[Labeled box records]
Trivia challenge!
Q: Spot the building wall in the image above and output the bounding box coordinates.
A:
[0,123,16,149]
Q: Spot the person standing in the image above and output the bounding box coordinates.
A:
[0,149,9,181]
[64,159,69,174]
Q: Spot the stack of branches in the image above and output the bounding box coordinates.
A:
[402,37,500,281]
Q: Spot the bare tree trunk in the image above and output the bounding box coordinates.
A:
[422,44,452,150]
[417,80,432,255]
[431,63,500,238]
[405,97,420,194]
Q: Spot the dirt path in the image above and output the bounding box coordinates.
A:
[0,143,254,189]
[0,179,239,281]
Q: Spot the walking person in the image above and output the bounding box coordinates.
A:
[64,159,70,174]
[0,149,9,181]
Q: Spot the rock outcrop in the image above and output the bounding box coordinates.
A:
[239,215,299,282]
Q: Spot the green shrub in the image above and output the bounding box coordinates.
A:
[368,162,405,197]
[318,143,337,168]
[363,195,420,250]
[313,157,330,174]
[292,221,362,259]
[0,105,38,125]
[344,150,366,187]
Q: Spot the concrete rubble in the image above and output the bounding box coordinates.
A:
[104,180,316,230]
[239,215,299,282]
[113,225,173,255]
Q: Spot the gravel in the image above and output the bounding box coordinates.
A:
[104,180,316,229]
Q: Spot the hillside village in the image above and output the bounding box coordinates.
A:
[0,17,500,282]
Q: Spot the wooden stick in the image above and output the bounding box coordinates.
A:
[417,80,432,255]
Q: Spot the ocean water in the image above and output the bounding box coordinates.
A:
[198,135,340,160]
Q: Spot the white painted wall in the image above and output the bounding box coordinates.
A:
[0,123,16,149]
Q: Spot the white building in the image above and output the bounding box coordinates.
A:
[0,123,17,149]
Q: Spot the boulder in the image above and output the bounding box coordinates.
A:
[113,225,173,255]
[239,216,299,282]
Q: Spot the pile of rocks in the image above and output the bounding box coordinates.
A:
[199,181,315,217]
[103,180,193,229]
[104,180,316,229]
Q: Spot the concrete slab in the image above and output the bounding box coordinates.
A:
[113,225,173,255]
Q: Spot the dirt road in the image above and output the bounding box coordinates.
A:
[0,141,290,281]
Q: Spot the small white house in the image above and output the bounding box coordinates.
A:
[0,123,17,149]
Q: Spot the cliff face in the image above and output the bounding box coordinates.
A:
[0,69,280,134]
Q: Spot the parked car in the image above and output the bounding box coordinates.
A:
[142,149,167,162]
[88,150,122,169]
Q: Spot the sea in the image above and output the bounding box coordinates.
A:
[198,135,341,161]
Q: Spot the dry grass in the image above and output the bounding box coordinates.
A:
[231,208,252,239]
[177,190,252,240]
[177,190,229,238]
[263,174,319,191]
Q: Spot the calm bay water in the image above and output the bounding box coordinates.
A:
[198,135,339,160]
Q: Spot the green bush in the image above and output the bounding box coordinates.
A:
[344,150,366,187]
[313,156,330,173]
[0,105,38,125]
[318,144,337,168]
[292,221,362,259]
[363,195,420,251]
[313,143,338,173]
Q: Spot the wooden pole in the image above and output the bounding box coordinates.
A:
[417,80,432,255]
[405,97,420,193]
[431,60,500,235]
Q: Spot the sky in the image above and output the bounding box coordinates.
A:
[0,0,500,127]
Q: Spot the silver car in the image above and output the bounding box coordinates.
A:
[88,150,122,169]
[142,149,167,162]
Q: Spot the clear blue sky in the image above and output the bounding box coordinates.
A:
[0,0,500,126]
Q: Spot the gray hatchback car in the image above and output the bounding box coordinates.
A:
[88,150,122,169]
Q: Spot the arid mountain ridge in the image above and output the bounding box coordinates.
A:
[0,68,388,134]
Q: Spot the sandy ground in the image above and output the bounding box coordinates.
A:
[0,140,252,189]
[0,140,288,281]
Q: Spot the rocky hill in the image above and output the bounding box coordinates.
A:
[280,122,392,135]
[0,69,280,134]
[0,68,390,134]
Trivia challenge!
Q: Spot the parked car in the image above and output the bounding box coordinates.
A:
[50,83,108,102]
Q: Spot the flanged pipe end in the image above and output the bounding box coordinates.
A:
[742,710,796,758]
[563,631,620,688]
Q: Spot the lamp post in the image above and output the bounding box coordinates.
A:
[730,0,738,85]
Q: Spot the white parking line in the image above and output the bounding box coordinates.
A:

- _TASK GOAL_:
Reproduce verbatim everything in the records above from the line containing "Q: Spot the boulder" down to the line containing "[198,135,339,160]", including both of those lines.

- _REPLY_:
Q: Spot the boulder in the image above and output the bounding box coordinates.
A:
[113,225,173,255]
[239,216,299,282]
Q: Spot the pile of rocks in the image above and output the bounding box coordinates.
A:
[199,181,315,217]
[103,180,193,229]
[104,180,316,229]
Q: Spot the concrete slab in the image above and output the bounding box coordinates.
A:
[113,225,173,255]
Q: Spot the dirt road in the image above and output the bounding box coordinates.
A:
[0,141,290,281]
Q: Spot the small white house in the image above and output the bounding box coordinates.
A:
[0,123,17,149]
Q: Spot the cliff face in the image above and output the bounding box coordinates.
A:
[0,69,280,134]
Q: Spot the parked car in the image above and output the bounding box coordinates.
A:
[142,149,167,162]
[88,150,122,169]
Q: Spot the sea in the image above and output the bounding box coordinates.
A:
[198,135,341,161]
Q: Spot the dry grass in the image above and output the bounding box coordinates.
A:
[231,208,252,239]
[177,190,252,240]
[177,190,229,238]
[263,174,319,191]
Q: Spot the calm bay water in the image above and output the bounding box coordinates.
A:
[198,135,339,160]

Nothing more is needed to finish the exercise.